**課題一覧**.
**A.** 経費の建替えに関する文書抜粋について、以下に答えよ。
(i) 経費の建て替えに該当する費用の例として挙げられているものは何か。
(ii) こうした経費の請求は、いつまでに行う必要があるとされているか。
(iii) 参照先として示されている法令の条文は何か。
**B.** 文字列「fixture」を含む行をデータからすべて抜き出して示せ。大文字と小文字は区別する。

**文書抜粋**.
退職するときには、会社に対して未精算の経費などの金銭的な精算が必要となる場合があります。

これについて不明確な状況や疑問を持つ人も多いかもしれません。この記事では、退職代行を利用した場合に経費の建替えが可能かについて説明いたします。

ではまずはじめに、経費の建て替えとは何かを理解することが重要になりますので下記で説明いたします。

それではみていきましょう。

 

経費の建替えとは


経費の建て替えは、労働者が業務上で自己負担した経費を、雇用者に返還してもらうことを指します。

例えば、出張旅費や営業活動に関する費用などがこれに該当します。

通常、これらの費用は給与とは別に雇用者から支払われます。

この返還対象となる費用は、法律的には建替え経費と呼ばれ、会社による利益を生み出しながらも、社員に負担を強いるものです。

こうした経費は、時効の観点から、その請求が可能となった時点から5年以内に行うことが必要とされています。(下記参照)


参照:民法第166条1項1号(e-GOV 法令検索)


上記では経費の建て替えについて解説いたしました。

**提供データ**.
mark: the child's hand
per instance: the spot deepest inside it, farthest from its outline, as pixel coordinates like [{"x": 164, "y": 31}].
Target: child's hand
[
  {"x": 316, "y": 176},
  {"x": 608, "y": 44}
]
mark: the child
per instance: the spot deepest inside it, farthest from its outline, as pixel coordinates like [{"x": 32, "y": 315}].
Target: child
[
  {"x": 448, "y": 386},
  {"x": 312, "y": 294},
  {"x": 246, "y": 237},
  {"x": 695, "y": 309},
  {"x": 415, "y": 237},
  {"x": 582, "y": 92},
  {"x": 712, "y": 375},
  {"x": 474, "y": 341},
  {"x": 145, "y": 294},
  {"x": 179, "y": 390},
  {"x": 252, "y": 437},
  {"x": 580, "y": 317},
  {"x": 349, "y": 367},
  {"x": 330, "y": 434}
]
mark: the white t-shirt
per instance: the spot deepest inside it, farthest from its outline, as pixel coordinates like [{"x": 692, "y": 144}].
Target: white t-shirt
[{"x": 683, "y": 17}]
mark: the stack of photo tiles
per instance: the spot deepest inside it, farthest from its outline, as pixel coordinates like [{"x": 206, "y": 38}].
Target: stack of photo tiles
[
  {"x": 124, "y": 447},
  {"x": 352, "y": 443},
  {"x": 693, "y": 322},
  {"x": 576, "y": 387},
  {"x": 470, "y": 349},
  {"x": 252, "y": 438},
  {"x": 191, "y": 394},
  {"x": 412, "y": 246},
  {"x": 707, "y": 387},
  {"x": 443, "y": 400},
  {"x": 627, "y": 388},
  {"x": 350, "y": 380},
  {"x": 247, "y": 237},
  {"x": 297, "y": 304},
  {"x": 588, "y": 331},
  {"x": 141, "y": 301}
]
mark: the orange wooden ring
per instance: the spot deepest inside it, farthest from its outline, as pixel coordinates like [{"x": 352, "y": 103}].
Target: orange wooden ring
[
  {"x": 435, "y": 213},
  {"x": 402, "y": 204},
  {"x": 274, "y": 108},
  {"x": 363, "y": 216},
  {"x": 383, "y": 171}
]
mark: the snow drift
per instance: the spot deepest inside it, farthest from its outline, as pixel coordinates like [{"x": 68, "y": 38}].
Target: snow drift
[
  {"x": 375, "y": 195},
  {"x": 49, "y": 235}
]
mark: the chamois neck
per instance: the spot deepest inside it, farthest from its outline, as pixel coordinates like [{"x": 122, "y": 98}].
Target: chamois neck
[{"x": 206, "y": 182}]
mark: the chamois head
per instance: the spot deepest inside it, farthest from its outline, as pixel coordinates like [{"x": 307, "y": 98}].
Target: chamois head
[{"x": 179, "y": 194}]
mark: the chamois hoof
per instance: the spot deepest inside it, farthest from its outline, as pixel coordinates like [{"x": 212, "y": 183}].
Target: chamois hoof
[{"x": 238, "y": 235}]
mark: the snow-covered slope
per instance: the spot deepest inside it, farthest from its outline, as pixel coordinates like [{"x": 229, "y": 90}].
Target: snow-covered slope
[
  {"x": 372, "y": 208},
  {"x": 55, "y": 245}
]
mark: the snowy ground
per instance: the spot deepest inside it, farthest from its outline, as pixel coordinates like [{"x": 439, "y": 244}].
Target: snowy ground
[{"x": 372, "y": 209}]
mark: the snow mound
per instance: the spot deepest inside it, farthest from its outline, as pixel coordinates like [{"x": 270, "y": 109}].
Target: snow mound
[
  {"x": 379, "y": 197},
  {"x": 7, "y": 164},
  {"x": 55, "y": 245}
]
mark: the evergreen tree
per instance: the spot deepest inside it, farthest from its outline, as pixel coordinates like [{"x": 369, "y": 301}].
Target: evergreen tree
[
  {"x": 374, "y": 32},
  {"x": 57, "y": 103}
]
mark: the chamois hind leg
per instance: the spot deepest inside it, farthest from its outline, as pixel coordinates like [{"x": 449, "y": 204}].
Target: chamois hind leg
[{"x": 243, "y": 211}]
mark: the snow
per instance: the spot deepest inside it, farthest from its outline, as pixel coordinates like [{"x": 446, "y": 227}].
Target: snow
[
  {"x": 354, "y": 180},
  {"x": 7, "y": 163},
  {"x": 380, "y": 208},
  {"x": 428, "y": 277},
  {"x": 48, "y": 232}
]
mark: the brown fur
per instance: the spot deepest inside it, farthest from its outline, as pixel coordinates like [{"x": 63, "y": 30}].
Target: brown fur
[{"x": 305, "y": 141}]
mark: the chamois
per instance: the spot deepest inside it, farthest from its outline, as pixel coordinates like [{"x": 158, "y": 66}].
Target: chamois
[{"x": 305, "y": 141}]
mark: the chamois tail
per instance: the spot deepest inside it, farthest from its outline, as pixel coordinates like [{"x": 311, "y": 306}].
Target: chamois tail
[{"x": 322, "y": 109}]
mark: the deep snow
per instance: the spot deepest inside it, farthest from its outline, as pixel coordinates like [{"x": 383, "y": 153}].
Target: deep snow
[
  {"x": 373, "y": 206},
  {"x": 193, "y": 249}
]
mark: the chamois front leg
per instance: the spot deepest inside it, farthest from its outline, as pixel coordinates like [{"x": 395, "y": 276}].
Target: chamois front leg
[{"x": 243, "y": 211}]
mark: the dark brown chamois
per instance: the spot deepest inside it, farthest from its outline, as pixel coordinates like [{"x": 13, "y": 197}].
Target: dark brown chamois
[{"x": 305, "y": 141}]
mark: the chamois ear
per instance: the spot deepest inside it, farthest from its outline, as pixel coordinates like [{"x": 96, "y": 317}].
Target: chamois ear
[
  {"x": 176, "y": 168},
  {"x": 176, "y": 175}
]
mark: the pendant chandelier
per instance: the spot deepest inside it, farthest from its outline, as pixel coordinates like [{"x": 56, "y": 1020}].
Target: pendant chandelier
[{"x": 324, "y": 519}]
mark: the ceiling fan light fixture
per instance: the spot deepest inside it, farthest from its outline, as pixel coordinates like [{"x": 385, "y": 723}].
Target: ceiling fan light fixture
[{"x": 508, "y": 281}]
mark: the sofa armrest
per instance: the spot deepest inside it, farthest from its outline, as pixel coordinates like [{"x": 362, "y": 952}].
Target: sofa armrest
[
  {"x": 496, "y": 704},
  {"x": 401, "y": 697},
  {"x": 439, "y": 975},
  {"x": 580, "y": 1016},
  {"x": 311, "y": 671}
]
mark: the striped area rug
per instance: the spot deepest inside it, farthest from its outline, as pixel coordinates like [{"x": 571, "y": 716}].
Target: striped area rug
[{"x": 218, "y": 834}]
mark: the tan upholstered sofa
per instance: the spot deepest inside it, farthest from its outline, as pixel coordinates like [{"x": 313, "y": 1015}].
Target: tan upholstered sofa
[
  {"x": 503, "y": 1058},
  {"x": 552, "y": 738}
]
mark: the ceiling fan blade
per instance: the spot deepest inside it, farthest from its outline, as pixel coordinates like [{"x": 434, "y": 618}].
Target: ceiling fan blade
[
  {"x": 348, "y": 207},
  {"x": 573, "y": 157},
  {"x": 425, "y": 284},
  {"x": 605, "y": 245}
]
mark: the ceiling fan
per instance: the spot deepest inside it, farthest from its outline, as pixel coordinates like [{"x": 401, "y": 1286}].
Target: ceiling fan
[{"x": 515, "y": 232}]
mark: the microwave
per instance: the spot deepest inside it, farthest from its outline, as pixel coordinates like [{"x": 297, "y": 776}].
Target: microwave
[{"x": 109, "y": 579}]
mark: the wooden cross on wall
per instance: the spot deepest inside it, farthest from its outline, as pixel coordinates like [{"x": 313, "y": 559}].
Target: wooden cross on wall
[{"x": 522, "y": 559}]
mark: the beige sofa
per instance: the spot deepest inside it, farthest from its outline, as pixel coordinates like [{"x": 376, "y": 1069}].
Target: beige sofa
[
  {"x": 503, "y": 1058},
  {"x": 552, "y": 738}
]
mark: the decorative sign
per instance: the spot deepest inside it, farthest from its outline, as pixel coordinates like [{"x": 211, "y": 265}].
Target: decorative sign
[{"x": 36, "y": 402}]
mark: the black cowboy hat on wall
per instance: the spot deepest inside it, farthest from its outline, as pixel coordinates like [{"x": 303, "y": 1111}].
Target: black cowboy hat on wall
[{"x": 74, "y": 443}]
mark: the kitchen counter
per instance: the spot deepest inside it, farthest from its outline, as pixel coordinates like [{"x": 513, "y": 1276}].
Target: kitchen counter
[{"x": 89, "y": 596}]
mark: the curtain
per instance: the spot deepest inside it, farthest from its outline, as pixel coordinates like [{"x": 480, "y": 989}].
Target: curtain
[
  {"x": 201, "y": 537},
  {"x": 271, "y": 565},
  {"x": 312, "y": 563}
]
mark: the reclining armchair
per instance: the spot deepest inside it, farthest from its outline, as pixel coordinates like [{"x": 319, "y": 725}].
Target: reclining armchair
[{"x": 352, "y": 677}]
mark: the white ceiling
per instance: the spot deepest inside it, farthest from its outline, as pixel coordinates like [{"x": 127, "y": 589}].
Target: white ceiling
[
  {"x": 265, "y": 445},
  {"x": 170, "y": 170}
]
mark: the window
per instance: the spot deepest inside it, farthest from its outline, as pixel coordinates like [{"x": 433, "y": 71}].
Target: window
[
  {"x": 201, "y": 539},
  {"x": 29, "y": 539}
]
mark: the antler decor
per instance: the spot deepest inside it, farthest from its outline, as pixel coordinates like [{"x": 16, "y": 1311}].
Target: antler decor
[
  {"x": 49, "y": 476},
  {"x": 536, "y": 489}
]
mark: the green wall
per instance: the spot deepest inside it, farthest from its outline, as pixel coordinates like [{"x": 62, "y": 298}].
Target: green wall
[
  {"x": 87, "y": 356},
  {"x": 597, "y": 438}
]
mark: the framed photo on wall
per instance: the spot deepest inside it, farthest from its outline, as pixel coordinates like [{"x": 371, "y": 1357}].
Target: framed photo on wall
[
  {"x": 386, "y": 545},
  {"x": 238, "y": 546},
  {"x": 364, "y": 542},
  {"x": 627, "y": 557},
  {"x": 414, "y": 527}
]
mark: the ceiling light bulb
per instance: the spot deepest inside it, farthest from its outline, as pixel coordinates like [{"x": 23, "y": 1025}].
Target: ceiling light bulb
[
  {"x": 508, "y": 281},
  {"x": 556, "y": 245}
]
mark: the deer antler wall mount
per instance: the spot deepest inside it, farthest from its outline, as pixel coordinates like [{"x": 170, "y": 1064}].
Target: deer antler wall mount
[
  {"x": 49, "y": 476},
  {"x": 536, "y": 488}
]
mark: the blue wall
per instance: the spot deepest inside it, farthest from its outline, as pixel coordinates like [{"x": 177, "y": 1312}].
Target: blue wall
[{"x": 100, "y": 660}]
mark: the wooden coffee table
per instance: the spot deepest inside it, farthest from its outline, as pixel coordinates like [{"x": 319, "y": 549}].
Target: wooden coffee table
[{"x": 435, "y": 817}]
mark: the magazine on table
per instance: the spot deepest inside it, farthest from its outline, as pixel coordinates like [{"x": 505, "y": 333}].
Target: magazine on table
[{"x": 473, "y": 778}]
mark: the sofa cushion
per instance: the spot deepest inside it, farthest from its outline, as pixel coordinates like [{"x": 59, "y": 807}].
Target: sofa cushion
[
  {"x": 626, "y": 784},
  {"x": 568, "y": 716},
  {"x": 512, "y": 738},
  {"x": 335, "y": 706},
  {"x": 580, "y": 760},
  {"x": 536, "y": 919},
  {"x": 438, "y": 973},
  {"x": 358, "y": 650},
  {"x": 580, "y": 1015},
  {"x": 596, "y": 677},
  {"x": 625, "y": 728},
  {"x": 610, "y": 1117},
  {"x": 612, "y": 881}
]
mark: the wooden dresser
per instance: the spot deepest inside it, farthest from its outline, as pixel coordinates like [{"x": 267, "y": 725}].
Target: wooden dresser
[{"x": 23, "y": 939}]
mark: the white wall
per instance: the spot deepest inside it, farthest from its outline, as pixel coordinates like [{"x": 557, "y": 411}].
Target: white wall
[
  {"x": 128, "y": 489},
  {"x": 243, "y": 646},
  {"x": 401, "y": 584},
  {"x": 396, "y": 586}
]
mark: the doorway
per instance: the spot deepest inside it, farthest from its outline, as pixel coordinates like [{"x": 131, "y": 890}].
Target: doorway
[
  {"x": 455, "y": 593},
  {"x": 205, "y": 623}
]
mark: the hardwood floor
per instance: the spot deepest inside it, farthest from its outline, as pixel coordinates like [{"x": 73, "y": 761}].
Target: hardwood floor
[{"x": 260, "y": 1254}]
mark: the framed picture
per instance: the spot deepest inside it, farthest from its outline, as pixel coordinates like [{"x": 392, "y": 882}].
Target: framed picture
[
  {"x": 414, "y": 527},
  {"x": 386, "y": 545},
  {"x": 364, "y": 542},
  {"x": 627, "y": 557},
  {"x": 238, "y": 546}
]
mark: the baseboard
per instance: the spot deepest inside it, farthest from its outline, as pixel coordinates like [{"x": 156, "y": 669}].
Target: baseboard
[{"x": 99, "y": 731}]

**課題別解答**.
**A.**
(i) 出張旅費や営業活動に関する費用
(ii) 請求が可能となった時点から5年以内
(iii) 民法第166条1項1号

**B.**
mark: the ceiling fan light fixture
Target: ceiling fan light fixture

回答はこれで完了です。